Religious and Charitable Endowments — KSLU Family Law 1 Notes

Religious and Charitable Endowments

In Vidya Varuthi Thirtha v. Balusami Ayyar (1921), the Privy Council defined the distinctive character of a Hindu religious endowment: the idol/deity is a juristic person capable of owning property, and the shebait (manager) holds that property as a trustee for the idol — a unique institution that survives intact today.

A Hindu religious or charitable endowment is the dedication (arpan) of property for a religious or charitable purpose; the property vests in the deity (for a temple endowment) or in the charitable trust. Three types are recognised: private religious endowment (Debutter — for a family deity, benefiting the dedicating family), public religious endowment (Public Debutter — for the general Hindu public, e.g. a public temple), and charitable endowment (dharamshalas, schools, hospitals, feeding the poor).

= Complete the following =
1. In the endowments notes, rewrite everything from "A Hindu religious or" down to "feeding the poor).", with "consecration" in place of "dedication".
2. Based on the endowments notes, decide whether each statement agrees with the text, and answer yes or no with the deciding words quoted: (a) The Privy Council case on Hindu religious endowments was decided in 1921. (b) The shebait holds the endowed property as its owner in his own right. (c) A private religious endowment is meant for the general Hindu public.

= Exercise data =
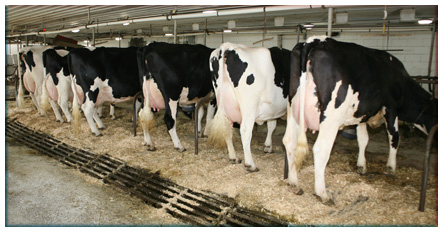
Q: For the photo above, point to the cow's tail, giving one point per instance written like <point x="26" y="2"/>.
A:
<point x="20" y="99"/>
<point x="45" y="106"/>
<point x="302" y="149"/>
<point x="220" y="127"/>
<point x="76" y="115"/>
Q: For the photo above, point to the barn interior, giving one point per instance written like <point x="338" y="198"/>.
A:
<point x="408" y="32"/>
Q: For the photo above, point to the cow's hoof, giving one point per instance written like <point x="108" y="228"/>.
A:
<point x="268" y="149"/>
<point x="298" y="191"/>
<point x="327" y="202"/>
<point x="390" y="171"/>
<point x="362" y="171"/>
<point x="250" y="169"/>
<point x="180" y="149"/>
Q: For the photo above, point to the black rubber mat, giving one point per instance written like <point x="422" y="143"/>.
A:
<point x="192" y="206"/>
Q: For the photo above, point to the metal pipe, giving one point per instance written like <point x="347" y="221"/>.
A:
<point x="431" y="53"/>
<point x="184" y="16"/>
<point x="330" y="19"/>
<point x="197" y="106"/>
<point x="424" y="181"/>
<point x="175" y="31"/>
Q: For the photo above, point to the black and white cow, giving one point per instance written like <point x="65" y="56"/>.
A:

= Solutions in order =
1.
A Hindu religious or charitable endowment is the consecration (arpan) of property for a religious or charitable purpose; the property vests in the deity (for a temple endowment) or in the charitable trust. Three types are recognised: private religious endowment (Debutter — for a family deity, benefiting the dedicating family), public religious endowment (Public Debutter — for the general Hindu public, e.g. a public temple), and charitable endowment (dharamshalas, schools, hospitals, feeding the poor).

2.
(a) Yes: "In Vidya Varuthi Thirtha v. Balusami Ayyar (1921), the Privy Council defined the distinctive character of a Hindu religious endowment"
(b) No: "the shebait (manager) holds that property as a trustee for the idol"
(c) No: "private religious endowment (Debutter — for a family deity, benefiting the dedicating family)"